_Problem description_
Copy the entries below, changing every "innermost point" to "central point" and leaving everything else untouched.

╔══

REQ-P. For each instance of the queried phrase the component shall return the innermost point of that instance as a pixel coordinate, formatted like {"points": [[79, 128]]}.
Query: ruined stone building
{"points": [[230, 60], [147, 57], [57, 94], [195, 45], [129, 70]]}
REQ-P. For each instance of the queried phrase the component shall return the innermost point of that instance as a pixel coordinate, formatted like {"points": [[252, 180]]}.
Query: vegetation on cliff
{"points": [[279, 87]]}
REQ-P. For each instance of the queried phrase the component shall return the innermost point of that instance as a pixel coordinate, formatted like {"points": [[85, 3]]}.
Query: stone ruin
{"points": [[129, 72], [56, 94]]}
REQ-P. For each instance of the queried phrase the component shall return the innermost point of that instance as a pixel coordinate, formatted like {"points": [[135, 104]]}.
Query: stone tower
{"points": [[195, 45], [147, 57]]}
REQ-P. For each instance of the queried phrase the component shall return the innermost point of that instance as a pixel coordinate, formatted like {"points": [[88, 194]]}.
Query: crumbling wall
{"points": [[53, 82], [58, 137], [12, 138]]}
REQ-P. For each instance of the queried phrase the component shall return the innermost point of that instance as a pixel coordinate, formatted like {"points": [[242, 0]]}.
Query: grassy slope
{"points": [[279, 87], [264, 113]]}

╚══

_Reply to the exercise_
REQ-P. For each instance of the queried phrase the component shall return the central point of that instance as a pixel coordinate, formatted like {"points": [[79, 128]]}.
Query: ruined stone building
{"points": [[230, 60], [147, 57], [57, 94], [195, 45], [129, 70]]}
REQ-P. For each instance of the queried phrase the component shall return the central point of that instance as a pixel coordinate, formatted like {"points": [[252, 180]]}.
Query: vegetation on cliff
{"points": [[279, 87]]}
REQ-P. For each instance of the queried phrase the component shall return the central point of that instance as a pixel coordinate, formatted like {"points": [[85, 3]]}.
Query: stone ruin
{"points": [[129, 72], [56, 94]]}
REQ-P. For each instance of the queried phrase the component shall return the central point of that instance as a pixel coordinate, formatted like {"points": [[135, 104]]}.
Query: stone tower
{"points": [[195, 45], [147, 57]]}
REQ-P. For each instance of the queried phrase the component shall return the central point of that instance as a pixel coordinate, formatted like {"points": [[88, 194]]}.
Query: crumbling wall
{"points": [[53, 82], [58, 137], [12, 138]]}
REQ-P. For each instance of the queried phrase the component shall return the central point of that instance as a pixel coordinate, formatted like {"points": [[242, 0]]}.
Query: grassy slope
{"points": [[279, 87], [264, 113]]}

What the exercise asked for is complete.